**Exercise details:**
Reproduce the rows below verbatim, changing nothing.

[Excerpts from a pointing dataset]
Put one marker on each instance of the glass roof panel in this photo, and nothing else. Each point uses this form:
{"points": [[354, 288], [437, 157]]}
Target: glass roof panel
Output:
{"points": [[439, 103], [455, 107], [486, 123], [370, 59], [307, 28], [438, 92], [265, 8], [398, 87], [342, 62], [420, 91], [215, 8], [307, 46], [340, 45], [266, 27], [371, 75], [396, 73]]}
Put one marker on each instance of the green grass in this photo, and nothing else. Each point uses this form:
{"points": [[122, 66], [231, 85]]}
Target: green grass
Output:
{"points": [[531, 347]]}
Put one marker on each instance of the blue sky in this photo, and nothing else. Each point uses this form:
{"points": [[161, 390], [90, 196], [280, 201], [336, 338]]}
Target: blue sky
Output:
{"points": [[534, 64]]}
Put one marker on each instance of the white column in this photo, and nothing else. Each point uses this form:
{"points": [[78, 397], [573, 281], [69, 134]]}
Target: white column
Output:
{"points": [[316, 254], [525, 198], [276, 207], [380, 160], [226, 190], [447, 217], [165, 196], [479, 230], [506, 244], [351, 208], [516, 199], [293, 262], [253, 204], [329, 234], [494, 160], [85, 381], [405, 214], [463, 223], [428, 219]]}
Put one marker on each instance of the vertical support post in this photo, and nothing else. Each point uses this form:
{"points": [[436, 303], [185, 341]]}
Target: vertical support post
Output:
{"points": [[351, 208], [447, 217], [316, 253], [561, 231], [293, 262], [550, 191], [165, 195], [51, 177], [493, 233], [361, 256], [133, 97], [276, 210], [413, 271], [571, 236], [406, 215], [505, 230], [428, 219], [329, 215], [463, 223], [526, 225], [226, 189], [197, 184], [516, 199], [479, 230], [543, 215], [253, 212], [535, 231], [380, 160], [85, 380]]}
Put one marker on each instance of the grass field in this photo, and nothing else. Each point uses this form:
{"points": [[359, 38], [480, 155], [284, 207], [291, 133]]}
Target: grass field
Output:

**Solution to this problem:**
Put one marker on each instance of the glass roof panel in this photo, and nothing else. Each point uses this form:
{"points": [[354, 288], [437, 157]]}
Target: glass roof panel
Output:
{"points": [[439, 103], [455, 107], [486, 123], [370, 59], [307, 28], [438, 92], [265, 8], [398, 87], [342, 62], [420, 91], [215, 8], [307, 46], [340, 45], [266, 27], [371, 75], [396, 73]]}
Put one marker on each instance of the green grass in this photo, and nothing else. Each point uses this form:
{"points": [[122, 66], [231, 85]]}
Target: green grass
Output:
{"points": [[531, 347]]}
Put one marker on each instance of the blue sky in this photo, and nothing else. Each point uses this form:
{"points": [[161, 390], [90, 196], [280, 201], [336, 338]]}
Target: blue sky
Output:
{"points": [[534, 64]]}
Put one marker on each instance of the white column in this photo, and nothing else. Each point uses this form:
{"points": [[78, 397], [573, 281], [69, 134]]}
Target: white column
Output:
{"points": [[316, 254], [525, 198], [276, 207], [380, 160], [226, 190], [447, 217], [165, 196], [479, 230], [506, 244], [351, 208], [516, 199], [293, 262], [253, 204], [329, 234], [494, 160], [85, 381], [405, 214], [463, 223], [428, 219]]}
Put one marker on each instance of the vertical support post in this photo, and nothing else. Each point uses this form:
{"points": [[436, 303], [185, 341]]}
Target: vertical support post
Output:
{"points": [[351, 208], [447, 217], [316, 253], [561, 231], [293, 262], [550, 191], [165, 195], [51, 177], [493, 233], [361, 256], [133, 97], [276, 210], [413, 271], [571, 236], [406, 215], [505, 230], [428, 219], [329, 215], [463, 223], [526, 225], [226, 189], [197, 184], [516, 199], [479, 230], [543, 215], [253, 212], [535, 231], [380, 160], [85, 380]]}
Put one marker on each instance of the grass field in this photo, and nothing else. Each point uses this form:
{"points": [[359, 38], [480, 155], [284, 207], [291, 133]]}
Target: grass field
Output:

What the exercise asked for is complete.